Give all of the lines again, with nothing added or dropped.

───── Raw records

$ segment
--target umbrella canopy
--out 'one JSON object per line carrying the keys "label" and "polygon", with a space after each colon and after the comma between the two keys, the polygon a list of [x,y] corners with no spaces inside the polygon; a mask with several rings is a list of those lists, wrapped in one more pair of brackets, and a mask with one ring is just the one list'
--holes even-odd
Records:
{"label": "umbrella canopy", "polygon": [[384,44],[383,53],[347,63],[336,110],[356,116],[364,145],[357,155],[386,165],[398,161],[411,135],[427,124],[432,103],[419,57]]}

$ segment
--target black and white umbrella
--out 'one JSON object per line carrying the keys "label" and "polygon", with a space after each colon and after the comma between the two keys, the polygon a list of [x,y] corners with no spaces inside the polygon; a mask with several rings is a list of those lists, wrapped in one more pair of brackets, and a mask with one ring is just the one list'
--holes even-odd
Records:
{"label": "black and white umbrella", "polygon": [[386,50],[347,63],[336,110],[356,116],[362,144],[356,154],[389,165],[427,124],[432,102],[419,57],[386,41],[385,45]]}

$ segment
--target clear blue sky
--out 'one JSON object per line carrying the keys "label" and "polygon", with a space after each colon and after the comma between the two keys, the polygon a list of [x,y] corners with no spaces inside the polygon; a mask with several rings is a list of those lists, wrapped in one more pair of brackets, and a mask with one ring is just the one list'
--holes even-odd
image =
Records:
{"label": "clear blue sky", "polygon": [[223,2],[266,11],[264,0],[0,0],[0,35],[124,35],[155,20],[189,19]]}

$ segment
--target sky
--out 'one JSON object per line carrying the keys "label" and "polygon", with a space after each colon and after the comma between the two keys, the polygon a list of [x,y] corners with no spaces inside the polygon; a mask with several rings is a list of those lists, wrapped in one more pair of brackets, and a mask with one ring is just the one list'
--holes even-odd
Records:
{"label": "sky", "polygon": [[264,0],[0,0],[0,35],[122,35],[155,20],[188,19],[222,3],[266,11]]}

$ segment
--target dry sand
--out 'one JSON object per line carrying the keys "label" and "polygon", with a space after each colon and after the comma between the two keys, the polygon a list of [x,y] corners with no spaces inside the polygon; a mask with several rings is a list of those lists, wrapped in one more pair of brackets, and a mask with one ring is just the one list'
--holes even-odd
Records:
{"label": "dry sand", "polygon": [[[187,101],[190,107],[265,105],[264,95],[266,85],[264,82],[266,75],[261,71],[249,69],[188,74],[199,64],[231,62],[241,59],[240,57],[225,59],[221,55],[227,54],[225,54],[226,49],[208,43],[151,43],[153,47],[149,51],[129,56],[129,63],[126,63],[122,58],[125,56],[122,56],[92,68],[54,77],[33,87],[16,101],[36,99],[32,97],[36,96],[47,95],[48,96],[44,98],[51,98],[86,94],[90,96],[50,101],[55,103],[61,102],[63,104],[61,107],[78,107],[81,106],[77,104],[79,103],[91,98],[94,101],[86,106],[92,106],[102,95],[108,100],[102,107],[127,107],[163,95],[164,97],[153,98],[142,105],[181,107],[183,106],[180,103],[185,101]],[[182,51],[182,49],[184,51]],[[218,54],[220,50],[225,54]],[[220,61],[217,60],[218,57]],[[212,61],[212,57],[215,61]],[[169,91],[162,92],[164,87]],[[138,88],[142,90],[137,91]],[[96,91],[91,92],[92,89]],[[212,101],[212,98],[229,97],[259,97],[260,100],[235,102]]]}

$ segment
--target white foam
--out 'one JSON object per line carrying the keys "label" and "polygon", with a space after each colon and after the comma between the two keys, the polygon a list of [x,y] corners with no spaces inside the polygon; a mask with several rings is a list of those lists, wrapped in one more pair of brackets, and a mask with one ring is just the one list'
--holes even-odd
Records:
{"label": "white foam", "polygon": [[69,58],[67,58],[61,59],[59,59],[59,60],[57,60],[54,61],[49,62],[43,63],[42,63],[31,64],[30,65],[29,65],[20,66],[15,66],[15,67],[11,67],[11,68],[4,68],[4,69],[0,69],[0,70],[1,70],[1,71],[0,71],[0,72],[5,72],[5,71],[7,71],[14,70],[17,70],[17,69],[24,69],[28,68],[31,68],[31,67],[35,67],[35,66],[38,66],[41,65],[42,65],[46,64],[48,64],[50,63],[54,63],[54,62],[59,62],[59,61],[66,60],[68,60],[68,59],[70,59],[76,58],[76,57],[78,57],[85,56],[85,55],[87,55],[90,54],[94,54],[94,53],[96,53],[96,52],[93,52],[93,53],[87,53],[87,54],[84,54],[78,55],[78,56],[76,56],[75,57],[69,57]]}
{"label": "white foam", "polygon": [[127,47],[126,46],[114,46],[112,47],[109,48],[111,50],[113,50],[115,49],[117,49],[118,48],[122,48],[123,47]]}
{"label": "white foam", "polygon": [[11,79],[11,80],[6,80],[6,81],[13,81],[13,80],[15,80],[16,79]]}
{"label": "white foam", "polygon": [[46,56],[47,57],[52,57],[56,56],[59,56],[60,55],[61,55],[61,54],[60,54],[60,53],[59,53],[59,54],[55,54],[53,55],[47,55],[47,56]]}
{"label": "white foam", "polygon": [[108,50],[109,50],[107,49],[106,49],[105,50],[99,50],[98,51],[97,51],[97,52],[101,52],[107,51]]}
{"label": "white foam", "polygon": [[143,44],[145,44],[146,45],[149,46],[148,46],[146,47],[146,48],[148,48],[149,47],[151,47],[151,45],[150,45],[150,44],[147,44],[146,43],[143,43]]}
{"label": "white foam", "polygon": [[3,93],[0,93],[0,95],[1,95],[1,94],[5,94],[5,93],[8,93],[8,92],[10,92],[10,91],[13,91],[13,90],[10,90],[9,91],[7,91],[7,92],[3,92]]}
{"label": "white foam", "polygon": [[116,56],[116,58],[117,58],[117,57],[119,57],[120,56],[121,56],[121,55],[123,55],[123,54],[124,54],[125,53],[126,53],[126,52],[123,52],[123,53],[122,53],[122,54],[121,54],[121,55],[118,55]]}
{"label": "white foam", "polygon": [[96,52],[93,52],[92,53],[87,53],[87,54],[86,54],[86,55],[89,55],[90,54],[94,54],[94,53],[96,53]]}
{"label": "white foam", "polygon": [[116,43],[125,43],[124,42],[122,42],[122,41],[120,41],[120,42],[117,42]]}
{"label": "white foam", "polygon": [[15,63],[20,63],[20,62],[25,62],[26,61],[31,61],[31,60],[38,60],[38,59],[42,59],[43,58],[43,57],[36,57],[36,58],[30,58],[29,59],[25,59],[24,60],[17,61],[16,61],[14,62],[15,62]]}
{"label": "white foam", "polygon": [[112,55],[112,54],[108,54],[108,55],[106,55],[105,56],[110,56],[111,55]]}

──────────

→ **Result of this exercise**
$ segment
--target umbrella canopy
--out 'one JSON object per line carrying the keys "label" and "polygon", with a space after each colon and after the comma between the two keys, the polygon a list of [x,y] corners with no spaces inside the polygon; a mask with several rings is a list of those lists, wrapped in one more pair of brackets, and a mask with one ring is just the one list'
--holes even-odd
Records:
{"label": "umbrella canopy", "polygon": [[384,44],[383,53],[347,63],[336,110],[356,116],[364,145],[357,155],[386,165],[398,161],[411,135],[427,124],[432,103],[419,57]]}

$ segment
--target black and white umbrella
--out 'one JSON object per line carrying the keys "label" and "polygon", with a space after each colon and after the comma between the two keys, the polygon a list of [x,y] corners with no spaces inside the polygon; a mask with several rings is a list of those lists, wrapped in one more pair of brackets, and a mask with one ring is just the one list'
--holes even-odd
Records:
{"label": "black and white umbrella", "polygon": [[386,50],[347,63],[336,110],[356,116],[362,144],[356,154],[389,165],[427,124],[432,102],[419,57],[386,41],[385,45]]}

$ segment
--target clear blue sky
--out 'one JSON object per line carrying the keys "label" and "polygon", with a space after each colon and after the comma between the two keys, the polygon a list of [x,y] corners with no spaces inside the polygon; a mask with several rings is a list of those lists, wrapped in one more pair of brackets, and a mask with one ring is just the one list'
--holes even-odd
image =
Records:
{"label": "clear blue sky", "polygon": [[223,2],[266,11],[264,0],[0,0],[0,35],[124,35],[155,20],[189,19]]}

$ segment
--target sky
--out 'one JSON object per line carrying the keys "label" and "polygon", with a space after each colon and after the comma between the two keys, the polygon a list of [x,y] corners with no spaces inside the polygon; a mask with several rings is a list of those lists, wrapped in one more pair of brackets, and a mask with one ring is just the one list'
--holes even-odd
Records:
{"label": "sky", "polygon": [[264,0],[0,0],[0,35],[122,35],[155,20],[188,19],[222,3],[266,11]]}

$ segment
--target dry sand
--out 'one JSON object per line carrying the keys "label" and "polygon", with a space after each colon and after the comma between the two keys, the polygon a list of [x,y] corners with no spaces inside the polygon; a mask with several rings is a list of those lists, wrapped in one more pair of brackets, and a mask with one ring is just the one list'
--holes even-odd
Records:
{"label": "dry sand", "polygon": [[[187,101],[190,107],[265,105],[264,95],[266,85],[264,82],[266,75],[261,71],[249,69],[188,74],[199,64],[231,62],[241,59],[240,57],[225,59],[221,55],[227,54],[225,54],[226,49],[208,43],[151,43],[153,47],[149,51],[129,56],[129,63],[126,63],[122,58],[125,56],[122,56],[92,68],[54,77],[33,87],[16,101],[36,99],[32,97],[36,96],[47,95],[48,96],[44,98],[51,98],[86,94],[90,96],[50,101],[55,103],[61,102],[63,104],[61,107],[78,107],[81,106],[77,104],[79,103],[91,98],[94,101],[86,106],[92,106],[102,95],[108,100],[102,107],[127,107],[163,95],[164,97],[153,98],[142,105],[181,107],[183,106],[180,103],[185,101]],[[182,51],[182,49],[184,51]],[[218,54],[220,50],[225,54]],[[220,61],[217,60],[218,57]],[[212,61],[212,57],[215,61]],[[169,91],[162,92],[164,87]],[[138,88],[142,90],[137,91]],[[96,91],[91,92],[92,89]],[[212,101],[212,98],[229,97],[259,97],[260,100],[235,102]]]}

$ segment
--target white foam
--out 'one JSON object per line carrying the keys "label" and "polygon", with a space after each colon and after the comma between the two keys, the polygon a list of [x,y] corners with no spaces inside the polygon; a mask with several rings is a list of those lists, wrapped in one more pair of brackets, and a mask with one ring is just the one list'
--holes even-odd
Records:
{"label": "white foam", "polygon": [[69,58],[67,58],[61,59],[59,59],[59,60],[57,60],[54,61],[49,62],[43,63],[42,63],[31,64],[30,65],[29,65],[20,66],[15,66],[15,67],[11,67],[11,68],[4,68],[4,69],[0,69],[0,70],[1,70],[1,71],[0,71],[0,72],[5,72],[5,71],[7,71],[14,70],[17,70],[17,69],[24,69],[28,68],[31,68],[31,67],[35,67],[35,66],[38,66],[41,65],[42,65],[46,64],[48,64],[50,63],[54,63],[54,62],[59,62],[59,61],[66,60],[68,60],[68,59],[70,59],[76,58],[76,57],[78,57],[85,56],[85,55],[87,55],[90,54],[94,54],[94,53],[96,53],[96,52],[93,52],[93,53],[87,53],[87,54],[84,54],[78,55],[78,56],[76,56],[75,57],[69,57]]}
{"label": "white foam", "polygon": [[127,47],[126,46],[114,46],[112,47],[109,48],[111,50],[113,50],[115,49],[117,49],[118,48],[122,48],[123,47]]}
{"label": "white foam", "polygon": [[11,79],[11,80],[6,80],[6,81],[13,81],[13,80],[15,80],[16,79]]}
{"label": "white foam", "polygon": [[46,56],[47,57],[52,57],[56,56],[59,56],[60,55],[61,55],[61,54],[60,54],[60,53],[59,53],[59,54],[55,54],[53,55],[47,55],[47,56]]}
{"label": "white foam", "polygon": [[108,50],[109,50],[107,49],[106,49],[105,50],[99,50],[98,51],[97,51],[97,52],[101,52],[107,51]]}
{"label": "white foam", "polygon": [[143,44],[145,44],[146,45],[149,46],[148,46],[146,47],[146,48],[148,48],[149,47],[151,47],[151,45],[150,45],[150,44],[147,44],[146,43],[143,43]]}
{"label": "white foam", "polygon": [[3,93],[0,93],[0,95],[1,95],[1,94],[5,94],[5,93],[8,93],[8,92],[10,92],[10,91],[13,91],[13,90],[10,90],[9,91],[7,91],[7,92],[3,92]]}
{"label": "white foam", "polygon": [[116,56],[116,58],[117,58],[117,57],[119,57],[120,56],[121,56],[121,55],[123,55],[123,54],[124,54],[125,53],[126,53],[126,52],[123,52],[123,53],[122,53],[122,54],[121,54],[121,55],[118,55]]}
{"label": "white foam", "polygon": [[96,52],[93,52],[92,53],[87,53],[87,54],[86,54],[86,55],[89,55],[90,54],[94,54],[94,53],[96,53]]}
{"label": "white foam", "polygon": [[116,43],[125,43],[124,42],[122,42],[122,41],[120,41],[120,42],[117,42]]}
{"label": "white foam", "polygon": [[15,63],[20,63],[20,62],[25,62],[26,61],[31,61],[31,60],[38,60],[38,59],[42,59],[43,58],[43,57],[36,57],[36,58],[30,58],[29,59],[25,59],[24,60],[17,61],[16,61],[14,62],[15,62]]}
{"label": "white foam", "polygon": [[112,55],[112,54],[108,54],[108,55],[106,55],[105,56],[110,56],[111,55]]}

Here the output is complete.